Reproduce only what lies between the first line of the material below and the line containing "e.g. [[205, 411]]", with both of those lines included and every line kept exact.

- - - - - - -

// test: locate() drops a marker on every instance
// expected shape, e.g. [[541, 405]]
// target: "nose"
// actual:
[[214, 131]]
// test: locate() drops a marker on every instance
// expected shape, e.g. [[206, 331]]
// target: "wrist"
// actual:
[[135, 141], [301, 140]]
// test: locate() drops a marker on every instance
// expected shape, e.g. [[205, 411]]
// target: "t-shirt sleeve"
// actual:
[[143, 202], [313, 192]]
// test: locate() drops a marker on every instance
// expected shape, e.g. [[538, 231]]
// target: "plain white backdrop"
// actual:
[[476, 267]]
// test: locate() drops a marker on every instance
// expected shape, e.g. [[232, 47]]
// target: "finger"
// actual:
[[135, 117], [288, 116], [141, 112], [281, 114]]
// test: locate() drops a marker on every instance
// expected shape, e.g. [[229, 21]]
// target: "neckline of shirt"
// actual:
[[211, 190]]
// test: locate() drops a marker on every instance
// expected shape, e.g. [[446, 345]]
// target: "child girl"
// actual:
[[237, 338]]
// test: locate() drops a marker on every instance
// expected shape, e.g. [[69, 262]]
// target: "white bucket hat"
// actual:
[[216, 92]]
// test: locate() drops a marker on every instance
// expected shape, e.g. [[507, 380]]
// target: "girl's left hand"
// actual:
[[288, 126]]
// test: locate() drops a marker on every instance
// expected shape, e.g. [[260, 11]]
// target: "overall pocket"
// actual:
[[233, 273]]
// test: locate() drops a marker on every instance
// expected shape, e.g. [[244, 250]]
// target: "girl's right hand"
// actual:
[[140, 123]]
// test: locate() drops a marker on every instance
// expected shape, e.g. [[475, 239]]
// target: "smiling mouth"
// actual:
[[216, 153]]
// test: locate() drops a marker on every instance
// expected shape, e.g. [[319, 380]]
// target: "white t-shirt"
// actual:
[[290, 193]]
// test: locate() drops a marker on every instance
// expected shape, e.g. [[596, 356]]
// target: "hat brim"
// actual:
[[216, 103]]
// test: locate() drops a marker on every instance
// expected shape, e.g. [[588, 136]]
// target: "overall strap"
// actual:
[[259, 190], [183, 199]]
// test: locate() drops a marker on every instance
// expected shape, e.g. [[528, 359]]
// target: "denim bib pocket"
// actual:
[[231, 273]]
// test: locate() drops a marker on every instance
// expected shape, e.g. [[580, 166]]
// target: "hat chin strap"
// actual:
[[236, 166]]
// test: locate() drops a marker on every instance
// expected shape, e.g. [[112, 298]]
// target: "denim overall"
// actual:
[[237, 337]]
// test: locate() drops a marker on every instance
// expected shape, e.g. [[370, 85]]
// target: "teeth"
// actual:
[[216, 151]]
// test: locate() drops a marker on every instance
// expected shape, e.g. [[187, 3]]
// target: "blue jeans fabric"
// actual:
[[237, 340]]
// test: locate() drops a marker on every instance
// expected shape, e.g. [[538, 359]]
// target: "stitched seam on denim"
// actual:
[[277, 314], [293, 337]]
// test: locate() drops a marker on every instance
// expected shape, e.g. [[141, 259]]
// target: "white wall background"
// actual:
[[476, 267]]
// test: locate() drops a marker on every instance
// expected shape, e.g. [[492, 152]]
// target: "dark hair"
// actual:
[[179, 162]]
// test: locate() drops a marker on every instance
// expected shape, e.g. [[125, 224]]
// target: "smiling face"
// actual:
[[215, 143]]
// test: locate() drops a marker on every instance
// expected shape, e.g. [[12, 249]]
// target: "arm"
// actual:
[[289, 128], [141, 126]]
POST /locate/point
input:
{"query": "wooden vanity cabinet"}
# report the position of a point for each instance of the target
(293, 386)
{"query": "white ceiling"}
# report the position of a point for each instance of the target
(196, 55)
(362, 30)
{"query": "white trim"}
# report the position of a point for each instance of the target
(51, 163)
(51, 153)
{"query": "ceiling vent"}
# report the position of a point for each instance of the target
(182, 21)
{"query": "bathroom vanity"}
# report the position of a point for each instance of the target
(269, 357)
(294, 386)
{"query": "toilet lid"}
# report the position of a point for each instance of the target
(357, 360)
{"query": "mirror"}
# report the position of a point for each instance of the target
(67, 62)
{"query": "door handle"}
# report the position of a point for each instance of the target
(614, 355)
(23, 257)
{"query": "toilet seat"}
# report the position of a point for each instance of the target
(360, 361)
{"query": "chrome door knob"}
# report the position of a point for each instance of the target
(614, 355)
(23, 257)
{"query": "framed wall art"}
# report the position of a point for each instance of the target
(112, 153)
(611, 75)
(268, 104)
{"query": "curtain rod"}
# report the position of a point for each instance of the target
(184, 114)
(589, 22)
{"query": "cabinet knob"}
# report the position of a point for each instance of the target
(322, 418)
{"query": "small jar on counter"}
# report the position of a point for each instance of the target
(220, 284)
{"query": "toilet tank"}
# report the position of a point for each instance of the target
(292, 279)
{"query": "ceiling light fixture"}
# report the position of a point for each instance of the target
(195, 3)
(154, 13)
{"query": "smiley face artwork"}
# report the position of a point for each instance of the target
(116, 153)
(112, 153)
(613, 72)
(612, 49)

- - - - - - -

** Exercise answer **
// test: locate() drops a marker on every instance
// expected shape, e.g. [[541, 405]]
// target: "nose"
// actual:
[[214, 131]]
// test: locate() drops a marker on every instance
// expected shape, e.g. [[206, 331]]
// target: "wrist"
// actual:
[[135, 141], [301, 140]]
// test: locate() drops a marker on every instance
// expected shape, e.g. [[205, 411]]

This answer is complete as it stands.